[start RAW RECORDS]
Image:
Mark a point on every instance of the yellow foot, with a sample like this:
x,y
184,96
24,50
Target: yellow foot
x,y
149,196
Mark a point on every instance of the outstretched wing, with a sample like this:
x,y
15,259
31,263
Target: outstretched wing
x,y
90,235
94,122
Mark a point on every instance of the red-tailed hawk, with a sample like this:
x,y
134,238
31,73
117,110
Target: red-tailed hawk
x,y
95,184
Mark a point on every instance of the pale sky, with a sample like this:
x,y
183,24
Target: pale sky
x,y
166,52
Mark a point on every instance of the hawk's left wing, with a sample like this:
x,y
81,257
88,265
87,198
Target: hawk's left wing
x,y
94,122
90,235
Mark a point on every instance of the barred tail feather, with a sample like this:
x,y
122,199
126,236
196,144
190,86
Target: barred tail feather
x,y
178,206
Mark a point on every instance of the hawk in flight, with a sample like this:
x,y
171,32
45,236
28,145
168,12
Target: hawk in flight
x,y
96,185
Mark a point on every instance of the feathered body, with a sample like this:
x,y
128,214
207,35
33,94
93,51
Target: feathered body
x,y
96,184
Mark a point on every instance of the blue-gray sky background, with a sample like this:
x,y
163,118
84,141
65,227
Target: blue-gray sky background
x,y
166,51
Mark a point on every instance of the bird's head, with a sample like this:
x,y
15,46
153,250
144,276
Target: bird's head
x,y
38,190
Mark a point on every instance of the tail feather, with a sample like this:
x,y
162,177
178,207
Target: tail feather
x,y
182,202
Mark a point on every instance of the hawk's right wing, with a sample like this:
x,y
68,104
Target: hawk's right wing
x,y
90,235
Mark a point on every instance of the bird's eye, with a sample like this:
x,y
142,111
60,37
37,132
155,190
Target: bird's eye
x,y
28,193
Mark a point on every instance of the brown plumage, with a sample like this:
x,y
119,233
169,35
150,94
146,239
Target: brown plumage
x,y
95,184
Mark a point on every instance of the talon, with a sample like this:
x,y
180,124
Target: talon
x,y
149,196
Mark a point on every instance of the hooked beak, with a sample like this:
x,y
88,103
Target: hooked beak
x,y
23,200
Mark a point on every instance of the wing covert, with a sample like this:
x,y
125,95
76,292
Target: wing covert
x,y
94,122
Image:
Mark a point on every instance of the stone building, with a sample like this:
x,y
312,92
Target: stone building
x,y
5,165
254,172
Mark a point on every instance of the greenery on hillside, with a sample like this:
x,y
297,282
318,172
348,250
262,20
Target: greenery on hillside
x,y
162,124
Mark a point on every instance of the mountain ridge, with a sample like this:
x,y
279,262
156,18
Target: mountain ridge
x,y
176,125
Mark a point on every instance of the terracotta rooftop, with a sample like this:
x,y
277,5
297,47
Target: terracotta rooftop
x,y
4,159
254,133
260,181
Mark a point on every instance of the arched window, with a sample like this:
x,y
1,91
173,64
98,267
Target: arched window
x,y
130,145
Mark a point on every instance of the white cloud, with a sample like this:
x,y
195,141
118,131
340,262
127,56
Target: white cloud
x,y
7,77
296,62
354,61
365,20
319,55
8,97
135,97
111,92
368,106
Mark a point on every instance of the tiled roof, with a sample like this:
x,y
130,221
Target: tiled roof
[end RAW RECORDS]
### TASK REQUIREMENTS
Render all of the lines above as a JSON list of strings, one string per line, leaving out any blank lines.

### TASK ANSWER
[
  "Image:",
  "Mark a point on every instance of the yellow foot, with a sample like this:",
  "x,y",
  "184,96",
  "24,50",
  "Target: yellow foot",
  "x,y",
  "149,196",
  "Mark a point on every instance of the outstretched wing, with a sample like this:",
  "x,y",
  "15,259",
  "31,263",
  "Target: outstretched wing",
  "x,y",
  "90,235",
  "94,122",
  "Mark a point on every instance of the red-tailed hawk, with a sample like this:",
  "x,y",
  "134,238",
  "31,73",
  "117,110",
  "Target: red-tailed hawk",
  "x,y",
  "95,184",
  "Mark a point on every instance of the pale sky, with a sample like this:",
  "x,y",
  "183,24",
  "Target: pale sky",
  "x,y",
  "166,52",
  "Mark a point on every instance of the hawk's left wing, with a sample like this:",
  "x,y",
  "81,257",
  "88,265",
  "87,198",
  "Target: hawk's left wing",
  "x,y",
  "94,122",
  "90,235",
  "Mark a point on every instance of the barred tail feather, with a sample like this:",
  "x,y",
  "122,199",
  "126,236",
  "196,144",
  "190,86",
  "Target: barred tail feather",
  "x,y",
  "178,206",
  "Mark a point on every instance of the hawk in flight, with a sample like this:",
  "x,y",
  "171,32",
  "45,236",
  "28,145",
  "168,12",
  "Target: hawk in flight",
  "x,y",
  "96,185",
  "Mark a point on every instance of the feathered body, with a sample like this:",
  "x,y",
  "128,214",
  "207,35",
  "33,94",
  "93,51",
  "Target: feathered body",
  "x,y",
  "96,184",
  "Mark a point on every instance of the blue-gray sky background, with a sample like this:",
  "x,y",
  "163,118",
  "84,141",
  "65,227",
  "Target: blue-gray sky background",
  "x,y",
  "166,51",
  "Mark a point on every instance of the bird's head, with a sample like this:",
  "x,y",
  "15,46",
  "153,250",
  "144,276",
  "Target: bird's head",
  "x,y",
  "38,190",
  "Mark a point on every instance of the tail feather, with a sample like this:",
  "x,y",
  "162,177",
  "178,207",
  "Target: tail feather",
  "x,y",
  "182,202",
  "Mark a point on every instance of the hawk's right wing, with a sample like this:",
  "x,y",
  "68,104",
  "Target: hawk's right wing",
  "x,y",
  "90,235",
  "Mark a point on every instance of the bird's eye, with a sample like this:",
  "x,y",
  "142,111",
  "60,37",
  "37,132",
  "155,190",
  "Target: bird's eye",
  "x,y",
  "28,193",
  "Mark a point on every instance of the brown plumage, with a sample like this:",
  "x,y",
  "119,233",
  "169,35",
  "150,94",
  "146,239",
  "Target: brown plumage",
  "x,y",
  "95,184",
  "Mark a point on every instance of the talon, with a sample like this:",
  "x,y",
  "180,124",
  "Target: talon",
  "x,y",
  "149,196",
  "Mark a point on every instance of the hooked beak, with a sample like this:",
  "x,y",
  "88,103",
  "Target: hooked beak",
  "x,y",
  "23,200",
  "Mark a point on every instance of the wing covert, with a sample like this:",
  "x,y",
  "125,95",
  "76,292",
  "Target: wing covert",
  "x,y",
  "94,122",
  "Image:",
  "Mark a point on every instance of the stone building, with a sample like this:",
  "x,y",
  "312,92",
  "Target: stone building",
  "x,y",
  "5,165",
  "254,172",
  "Mark a point on every instance of the greenery on hillside, with a sample like this:",
  "x,y",
  "297,282",
  "318,172",
  "348,250",
  "262,20",
  "Target: greenery on hillside",
  "x,y",
  "162,124",
  "Mark a point on every instance of the mountain ridge, with a sample like this:",
  "x,y",
  "279,262",
  "156,18",
  "Target: mountain ridge",
  "x,y",
  "176,125",
  "Mark a point on every instance of the terracotta rooftop, with a sample like this:",
  "x,y",
  "277,5",
  "297,47",
  "Target: terracotta rooftop",
  "x,y",
  "4,159",
  "254,133",
  "260,181",
  "Mark a point on every instance of the arched window, with a sample like this:",
  "x,y",
  "1,91",
  "173,64",
  "98,267",
  "Target: arched window",
  "x,y",
  "130,145",
  "Mark a point on every instance of the white cloud, with a sample like this:",
  "x,y",
  "195,141",
  "118,131",
  "340,262",
  "127,56",
  "Target: white cloud",
  "x,y",
  "7,77",
  "296,62",
  "354,61",
  "365,20",
  "319,55",
  "8,97",
  "135,97",
  "111,92",
  "368,106",
  "Mark a point on every instance of the tiled roof, with a sample like this:",
  "x,y",
  "130,221",
  "Target: tiled roof"
]